> **SHORT PROBLEM**: Please return the listing below word for word, keeping every line unchanged and in the same order.
☆ ☆ ☆ ☆ ☆
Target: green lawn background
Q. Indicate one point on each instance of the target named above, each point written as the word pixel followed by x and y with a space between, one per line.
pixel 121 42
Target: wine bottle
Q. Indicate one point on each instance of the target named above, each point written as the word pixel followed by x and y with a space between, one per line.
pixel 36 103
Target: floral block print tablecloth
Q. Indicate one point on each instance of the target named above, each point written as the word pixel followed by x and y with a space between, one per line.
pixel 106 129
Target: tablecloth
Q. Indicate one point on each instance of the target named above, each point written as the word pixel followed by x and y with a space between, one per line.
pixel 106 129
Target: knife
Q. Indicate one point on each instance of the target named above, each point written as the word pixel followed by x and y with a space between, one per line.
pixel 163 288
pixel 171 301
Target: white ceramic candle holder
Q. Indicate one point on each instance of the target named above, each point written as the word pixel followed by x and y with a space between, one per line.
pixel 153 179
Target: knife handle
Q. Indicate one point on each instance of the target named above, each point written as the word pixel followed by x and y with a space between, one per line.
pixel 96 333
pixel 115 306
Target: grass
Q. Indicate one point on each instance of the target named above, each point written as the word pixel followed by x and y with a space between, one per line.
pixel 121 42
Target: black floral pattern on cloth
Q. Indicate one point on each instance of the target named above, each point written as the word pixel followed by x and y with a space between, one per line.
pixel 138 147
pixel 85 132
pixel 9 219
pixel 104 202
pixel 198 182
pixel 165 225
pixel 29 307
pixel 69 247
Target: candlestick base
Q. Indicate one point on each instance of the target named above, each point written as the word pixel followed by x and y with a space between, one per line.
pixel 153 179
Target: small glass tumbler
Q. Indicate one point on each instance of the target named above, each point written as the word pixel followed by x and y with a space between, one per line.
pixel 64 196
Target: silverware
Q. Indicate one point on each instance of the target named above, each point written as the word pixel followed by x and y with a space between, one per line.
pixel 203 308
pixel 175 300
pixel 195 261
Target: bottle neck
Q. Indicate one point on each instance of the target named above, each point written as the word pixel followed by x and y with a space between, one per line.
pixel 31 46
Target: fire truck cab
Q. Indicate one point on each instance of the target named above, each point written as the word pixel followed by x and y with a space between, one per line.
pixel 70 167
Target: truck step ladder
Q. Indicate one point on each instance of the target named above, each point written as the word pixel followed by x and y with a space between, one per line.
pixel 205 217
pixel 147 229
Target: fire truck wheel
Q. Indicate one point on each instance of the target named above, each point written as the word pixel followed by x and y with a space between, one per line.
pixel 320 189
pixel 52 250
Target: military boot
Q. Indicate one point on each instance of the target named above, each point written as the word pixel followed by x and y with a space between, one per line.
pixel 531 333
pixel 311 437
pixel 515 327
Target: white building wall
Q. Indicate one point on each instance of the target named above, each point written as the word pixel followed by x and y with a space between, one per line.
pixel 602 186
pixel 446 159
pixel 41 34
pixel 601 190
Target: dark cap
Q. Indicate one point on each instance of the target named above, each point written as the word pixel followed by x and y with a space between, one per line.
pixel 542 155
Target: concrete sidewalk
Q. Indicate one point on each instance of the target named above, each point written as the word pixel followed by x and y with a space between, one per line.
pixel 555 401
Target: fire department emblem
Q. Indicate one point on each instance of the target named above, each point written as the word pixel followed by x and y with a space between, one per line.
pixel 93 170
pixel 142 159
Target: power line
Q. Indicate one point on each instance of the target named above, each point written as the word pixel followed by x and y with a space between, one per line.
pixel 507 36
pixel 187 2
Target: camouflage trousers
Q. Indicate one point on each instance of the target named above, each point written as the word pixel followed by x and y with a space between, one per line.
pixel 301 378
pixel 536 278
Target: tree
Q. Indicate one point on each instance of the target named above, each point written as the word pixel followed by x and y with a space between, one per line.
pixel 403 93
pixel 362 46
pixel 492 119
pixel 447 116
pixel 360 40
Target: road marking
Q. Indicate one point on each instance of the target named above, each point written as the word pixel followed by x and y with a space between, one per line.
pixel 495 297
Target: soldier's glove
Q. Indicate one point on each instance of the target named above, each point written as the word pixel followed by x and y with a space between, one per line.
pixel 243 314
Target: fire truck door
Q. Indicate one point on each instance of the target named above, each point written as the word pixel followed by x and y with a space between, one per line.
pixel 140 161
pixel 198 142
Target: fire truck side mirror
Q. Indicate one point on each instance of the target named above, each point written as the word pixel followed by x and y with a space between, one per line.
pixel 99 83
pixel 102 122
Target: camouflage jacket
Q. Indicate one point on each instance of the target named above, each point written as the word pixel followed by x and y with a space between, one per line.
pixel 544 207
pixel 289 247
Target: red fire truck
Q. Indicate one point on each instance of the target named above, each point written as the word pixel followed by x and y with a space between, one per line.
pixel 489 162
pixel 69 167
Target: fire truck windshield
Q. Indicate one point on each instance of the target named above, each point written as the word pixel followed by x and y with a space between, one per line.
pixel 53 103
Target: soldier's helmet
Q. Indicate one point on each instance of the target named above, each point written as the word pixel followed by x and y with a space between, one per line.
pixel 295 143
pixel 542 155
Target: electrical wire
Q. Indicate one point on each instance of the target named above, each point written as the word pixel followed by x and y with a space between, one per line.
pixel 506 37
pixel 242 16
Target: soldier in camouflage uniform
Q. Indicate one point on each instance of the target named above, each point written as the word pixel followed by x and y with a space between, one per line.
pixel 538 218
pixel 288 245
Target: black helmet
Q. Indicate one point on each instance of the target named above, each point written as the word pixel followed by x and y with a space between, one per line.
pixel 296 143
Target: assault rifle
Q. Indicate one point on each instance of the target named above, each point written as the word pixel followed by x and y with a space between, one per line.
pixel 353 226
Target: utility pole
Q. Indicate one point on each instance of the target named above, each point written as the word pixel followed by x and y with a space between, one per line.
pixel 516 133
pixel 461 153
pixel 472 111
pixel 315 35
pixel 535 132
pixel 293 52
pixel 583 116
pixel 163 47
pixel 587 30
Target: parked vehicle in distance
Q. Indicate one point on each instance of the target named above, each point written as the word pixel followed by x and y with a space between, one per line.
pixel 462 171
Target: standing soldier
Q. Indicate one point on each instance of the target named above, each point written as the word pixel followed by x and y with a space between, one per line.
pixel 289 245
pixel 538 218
☆ ☆ ☆ ☆ ☆
> **OUTPUT BELOW**:
Target: green lawn background
Q. Indicate one point on each instance of the target named above, each point written as the word pixel followed by x and y with a space between, one per line.
pixel 121 42
Target: wine bottle
Q. Indicate one point on each instance of the target named above, each point written as the word pixel followed by x and y with a space between, one per line.
pixel 36 103
Target: floral block print tablecloth
Q. Indicate one point on each instance of the target named above, each point written as the word pixel followed by x and y with a space between, one per line.
pixel 106 129
Target: tablecloth
Q. Indicate one point on each instance of the target named above, each point written as the word pixel followed by x and y with a space between, one per line.
pixel 106 129
Target: knife
Q. Indicate one point on each instance of the target named above, each point written as the word pixel followed by x and y with a space between, one per line.
pixel 163 288
pixel 171 301
Target: white ceramic candle holder
Q. Indicate one point on each instance of the target named above, each point written as the word pixel followed by x and y with a space between, one per line.
pixel 153 179
Target: knife handle
Q. Indicate one point on each instance of the target named above, each point written as the word pixel followed by x and y with a space between, one per line.
pixel 96 333
pixel 115 306
Target: grass
Q. Indicate one point on each instance of the target named above, each point written as the word pixel followed by x and y with a space between, one per line.
pixel 121 42
Target: black floral pattern on cloth
Q. Indicate one point on each instance of the target named above, each point written as the word pixel followed by x and y with a space between, one per line.
pixel 138 147
pixel 85 132
pixel 9 219
pixel 104 202
pixel 198 182
pixel 165 225
pixel 29 307
pixel 69 247
Target: candlestick base
Q. Indicate one point on each instance of the target named above, each point written as the word pixel followed by x and y with a space between, one per line.
pixel 153 179
Target: small glass tumbler
Q. Indicate one point on each instance of the target named above, each point written as the word pixel followed by x and y with a space between, one per line.
pixel 64 196
Target: silverware
Q. Indicate one point on each instance of the target named above, each point written as the word pixel followed by x and y with a space between, one per line.
pixel 203 308
pixel 175 300
pixel 195 261
Target: bottle neck
Q. Indicate one point on each instance of the target named above, each point written as the word pixel followed by x and y with a space between, one per line.
pixel 31 46
Target: fire truck cab
Q. Indicate one point on each instance of the target named above, each point written as the word pixel followed by x and y with a space between, one per line.
pixel 70 167
Target: truck step ladder
Q. Indicate one point on each instance of the target named above, each point written as the word pixel followed by x and y with a space between, one per line.
pixel 205 217
pixel 147 229
Target: fire truck wheel
Q. Indicate one point on each instance of the target named above, each point written as the word pixel followed by x and y with a space between, one per line.
pixel 320 189
pixel 52 250
Target: military boot
Q. Indicate one point on each instance of the target named above, each point written as the word pixel followed by x and y with a space between, one per line.
pixel 531 333
pixel 311 437
pixel 515 327
Target: white building wall
Q. Indicate one point on each instance of the target named above, each point written as the word pixel followed by x and y with a space between, one per line.
pixel 602 186
pixel 446 159
pixel 41 34
pixel 601 190
Target: dark cap
Q. Indicate one point on each instance of the target named above, each point written as the word pixel followed by x and y with a space between, one per line.
pixel 542 155
Target: concrete sidewalk
Q. Indicate one point on each instance of the target named above, each point written as the word pixel followed by x and y with a space between, one per line.
pixel 555 401
Target: fire department emblem
Q. Indicate one point on each instance of the target named above, each point written as the word pixel followed by x and y with a space between, one per line.
pixel 93 170
pixel 142 159
Target: power line
Q. Indicate one point on each instance of the target named above, each point written as the word pixel followed by x and y with a space between, one per line.
pixel 507 36
pixel 187 2
Target: camouflage trousers
Q. Indicate one point on each instance of the target named above, each point written as the word pixel followed by x and y with a space between, one per line.
pixel 301 378
pixel 536 278
Target: tree
Q. Indicate one point on each instance of the target named above, each point written as the word pixel followed by x and y with a space between, one per line.
pixel 403 93
pixel 362 46
pixel 492 119
pixel 447 116
pixel 360 40
Target: road marking
Q. Indicate one point on each instance of the target named above, each point written as the word pixel followed by x and y with a space between, one per line.
pixel 495 297
Target: soldier's glove
Q. Indicate one point on each instance of the target named above, each point written as the word pixel followed by x and y with a space between, one per line.
pixel 243 314
Target: fire truck door
Q. Indicate one point on each instance of the target named above, each point written as the word pixel followed by x and y with a space between, one per line.
pixel 140 161
pixel 198 142
Target: fire truck side mirror
Q. Indicate one point on each instance of the target named above, each point written as the word pixel followed by x and y with a space between, one per line.
pixel 99 83
pixel 102 122
Target: camouflage jacket
Q. Indicate one point on each instance of the target named above, each point written as the word pixel followed by x and y with a space between, one per line.
pixel 544 207
pixel 289 247
Target: red fire truck
Q. Indicate one point on each instance of the target named above, each point written as the word pixel followed by x and y with a space between, one per line.
pixel 489 162
pixel 69 167
Target: fire truck windshield
Q. Indicate one point on each instance of the target named above, each point written as the word pixel followed by x and y with a space between, one per line.
pixel 53 103
Target: soldier's helmet
Q. Indicate one point on each instance of the target named above, each point written as the word pixel followed by x and y with a space between, one per line.
pixel 295 143
pixel 542 155
Target: electrical wire
Q. Indicate one point on each instance of the target named above, each point written as the word pixel followed by x and y with a space between, one per line.
pixel 506 37
pixel 242 16
Target: soldier in camouflage uniform
Q. Indicate one point on each instance of the target named above, each point written as the word pixel followed by x and y with a space between, one per line.
pixel 538 218
pixel 288 245
Target: black helmet
Q. Indicate one point on each instance of the target named above, each point written as the word pixel followed by x and y with a space between, one per line.
pixel 296 143
Target: assault rifle
Q. Indicate one point on each instance of the target named above, each point written as the word pixel followed by x and y with a space between, one per line.
pixel 353 226
Target: utility pole
Q. Indicate one point on each instance of the target named above, each point written as the word pixel followed by x and y with a space between, one per line.
pixel 516 133
pixel 461 153
pixel 472 111
pixel 315 35
pixel 535 132
pixel 293 52
pixel 583 116
pixel 163 47
pixel 587 30
Target: parked vehicle in distance
Q. Indicate one point on each instance of the target named above, each point written as the word pixel followed by x and y with a space between, one per line.
pixel 462 171
Target: standing soldier
Q. Indicate one point on each instance of the target named above, each point written as the word pixel followed by x and y with a space between, one per line.
pixel 289 245
pixel 538 218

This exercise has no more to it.